(What you need to do):
A. List every question the narrator reports being asked at the clinic in the HIV diagnosis account below.
B. Resume the HIV diagnosis account, picking up right after its final sentence.

(Selected extract):
####
"It was the beginning of the semester, the weather turning. I figured it was just another sinus infection but when I went to the doctor nobody could figure it out. You're just sick, they said, sleep it off. I'd recently moved from Tennessee to Brooklyn, and it was about to be my second year teaching Creative Writing at a college in the city. I was interested in getting on PrEP and now seemed like as good a time as any. They have to screen you first, to be sure of your status. I let them take my blood, all routine. They told me very simply that same day that I was positive and did I know and I said I didn't. The counselor they connected me with said probably you picked it up a while ago and that time you got sick was your body's first immune system shock. Have you had many partners in the past six months they asked and I said yes. Do you know about how many and I said no. I was never any more or less careful than I thought any of my partners were. I guess I took most of them at their word, and they did the same for me. If I try to trace it back, not for want of anyone to blame, but just to guess at the timeframe, I honestly couldn't say for sure was it this weekend or that. One day it just found me.
I'm on a once-daily two-pill combination of Tivicay and Descovy. I managed to get set up with ADAP, which has made that medication available to me at no cost, which is maybe the most reassuring part of the whole thing so far.
####
(Recorded data):
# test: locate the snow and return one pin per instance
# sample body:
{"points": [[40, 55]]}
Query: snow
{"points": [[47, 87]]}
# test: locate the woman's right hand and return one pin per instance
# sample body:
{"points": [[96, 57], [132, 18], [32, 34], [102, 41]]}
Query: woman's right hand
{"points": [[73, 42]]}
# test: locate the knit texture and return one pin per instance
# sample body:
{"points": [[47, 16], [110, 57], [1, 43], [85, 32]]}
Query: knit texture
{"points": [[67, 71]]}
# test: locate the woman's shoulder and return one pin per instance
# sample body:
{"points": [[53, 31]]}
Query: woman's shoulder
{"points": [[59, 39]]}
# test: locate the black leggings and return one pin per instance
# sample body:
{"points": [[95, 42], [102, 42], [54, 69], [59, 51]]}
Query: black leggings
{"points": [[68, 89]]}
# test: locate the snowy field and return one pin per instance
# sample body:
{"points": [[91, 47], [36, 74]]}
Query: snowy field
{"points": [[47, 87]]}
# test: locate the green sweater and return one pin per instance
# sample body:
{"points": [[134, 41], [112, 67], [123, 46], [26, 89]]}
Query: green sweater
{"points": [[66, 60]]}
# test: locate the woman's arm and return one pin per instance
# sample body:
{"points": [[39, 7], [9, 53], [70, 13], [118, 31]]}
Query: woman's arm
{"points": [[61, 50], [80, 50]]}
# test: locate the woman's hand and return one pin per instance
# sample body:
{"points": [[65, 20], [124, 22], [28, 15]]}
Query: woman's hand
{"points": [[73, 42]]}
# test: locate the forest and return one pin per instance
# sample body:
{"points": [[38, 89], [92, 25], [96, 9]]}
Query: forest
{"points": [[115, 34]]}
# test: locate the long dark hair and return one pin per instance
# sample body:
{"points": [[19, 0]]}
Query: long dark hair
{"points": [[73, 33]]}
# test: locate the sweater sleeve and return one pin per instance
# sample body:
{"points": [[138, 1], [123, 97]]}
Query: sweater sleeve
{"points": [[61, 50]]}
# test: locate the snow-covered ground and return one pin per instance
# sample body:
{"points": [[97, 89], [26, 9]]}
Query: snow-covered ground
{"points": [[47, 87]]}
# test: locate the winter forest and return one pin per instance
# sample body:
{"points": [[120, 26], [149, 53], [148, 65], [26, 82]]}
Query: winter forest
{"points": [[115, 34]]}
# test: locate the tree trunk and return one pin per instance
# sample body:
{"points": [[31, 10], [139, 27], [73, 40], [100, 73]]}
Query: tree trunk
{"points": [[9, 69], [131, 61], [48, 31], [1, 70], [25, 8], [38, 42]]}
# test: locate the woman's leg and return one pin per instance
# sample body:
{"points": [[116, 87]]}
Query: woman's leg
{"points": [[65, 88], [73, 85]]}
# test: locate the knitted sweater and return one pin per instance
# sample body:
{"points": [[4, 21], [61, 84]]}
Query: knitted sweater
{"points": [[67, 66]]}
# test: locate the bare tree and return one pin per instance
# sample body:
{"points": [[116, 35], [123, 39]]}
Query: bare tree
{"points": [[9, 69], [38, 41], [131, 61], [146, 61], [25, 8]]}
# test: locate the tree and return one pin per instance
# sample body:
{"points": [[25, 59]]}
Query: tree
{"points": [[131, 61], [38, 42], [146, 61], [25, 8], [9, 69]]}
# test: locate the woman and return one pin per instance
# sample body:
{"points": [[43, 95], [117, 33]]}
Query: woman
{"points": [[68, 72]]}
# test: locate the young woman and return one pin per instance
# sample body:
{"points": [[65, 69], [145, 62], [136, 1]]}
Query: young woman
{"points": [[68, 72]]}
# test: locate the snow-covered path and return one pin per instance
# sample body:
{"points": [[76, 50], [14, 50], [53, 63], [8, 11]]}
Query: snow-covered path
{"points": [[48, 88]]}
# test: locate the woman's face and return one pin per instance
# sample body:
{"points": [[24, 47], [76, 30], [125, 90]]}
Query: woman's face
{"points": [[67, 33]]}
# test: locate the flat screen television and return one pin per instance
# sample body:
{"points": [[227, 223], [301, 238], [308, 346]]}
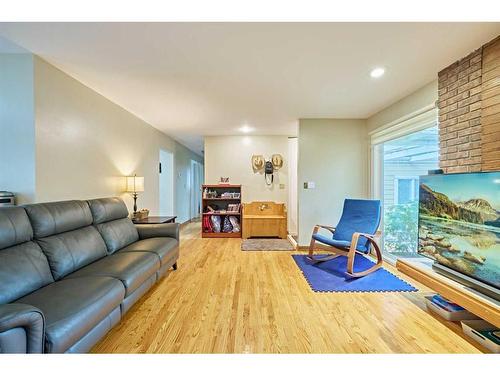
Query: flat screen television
{"points": [[459, 226]]}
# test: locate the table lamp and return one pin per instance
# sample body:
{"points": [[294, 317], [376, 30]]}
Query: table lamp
{"points": [[135, 185]]}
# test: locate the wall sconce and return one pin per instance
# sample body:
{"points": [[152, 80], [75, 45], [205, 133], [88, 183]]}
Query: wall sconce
{"points": [[269, 166]]}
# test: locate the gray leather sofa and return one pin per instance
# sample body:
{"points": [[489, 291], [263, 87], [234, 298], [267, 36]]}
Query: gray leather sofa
{"points": [[70, 270]]}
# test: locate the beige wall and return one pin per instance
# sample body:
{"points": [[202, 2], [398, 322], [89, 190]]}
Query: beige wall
{"points": [[421, 98], [86, 143], [230, 156], [17, 133], [334, 155]]}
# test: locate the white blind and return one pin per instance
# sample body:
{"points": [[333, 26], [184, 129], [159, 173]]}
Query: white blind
{"points": [[419, 120]]}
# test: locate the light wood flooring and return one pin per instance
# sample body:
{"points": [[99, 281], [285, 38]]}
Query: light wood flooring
{"points": [[224, 300]]}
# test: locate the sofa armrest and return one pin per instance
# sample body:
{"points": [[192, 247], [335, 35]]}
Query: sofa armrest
{"points": [[22, 329], [158, 230]]}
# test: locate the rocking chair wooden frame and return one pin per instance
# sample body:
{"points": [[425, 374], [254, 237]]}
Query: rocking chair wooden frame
{"points": [[349, 253]]}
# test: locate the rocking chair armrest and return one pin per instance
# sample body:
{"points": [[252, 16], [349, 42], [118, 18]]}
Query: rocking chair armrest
{"points": [[370, 237], [327, 227]]}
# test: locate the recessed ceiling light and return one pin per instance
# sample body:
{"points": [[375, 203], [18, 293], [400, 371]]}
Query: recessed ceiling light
{"points": [[377, 72], [246, 129]]}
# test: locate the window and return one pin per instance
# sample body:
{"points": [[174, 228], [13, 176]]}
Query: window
{"points": [[405, 189], [397, 164]]}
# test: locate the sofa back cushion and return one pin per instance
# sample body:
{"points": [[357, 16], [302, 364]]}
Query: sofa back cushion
{"points": [[111, 220], [23, 266], [65, 233]]}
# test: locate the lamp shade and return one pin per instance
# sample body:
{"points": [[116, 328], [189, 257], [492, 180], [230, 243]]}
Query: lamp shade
{"points": [[135, 184]]}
####
(Answer list):
A.
- Did the narrator know (that they were positive)?
- Have you had many partners in the past six months?
- Do you know about how many?

B.
I'm kicking the smoking thing. That one's been a long time coming. Also going to therapy for the first time in my life. I'm a product of the conservative Christian South, and growing up a queer "creative type" I was constantly reminded that emotional/mental problems weren't real problems. You got a roof over your head, dontcha? You got food to eat? God will provide the rest. Toughen up. Just deal with it. That kind of thing. In a way, this status change has opened a door into a whole house of self-care that I never allowed myself access to. In a way, for that anyway, I'm grateful.
I think PrEP is really wonderful, and genuinely allows folks to be much more in command of their sexuality. That said, it's still tricky. There still has to be a conversation every time, every encounter. And for whatever reason (which was certainly true for me for a while) people aren't always comfortable being honest about their own self-care. I think a lot of that has to do with the inherent stigma left over from outdated terminology like "clean" or "disease free." You just have to hope that if we change the language we use we can also change our relationship to this component of our sexuality."
Constantine, 25, undetectable. Brooklyn, NY. Teaching English and Creative Writing at college level.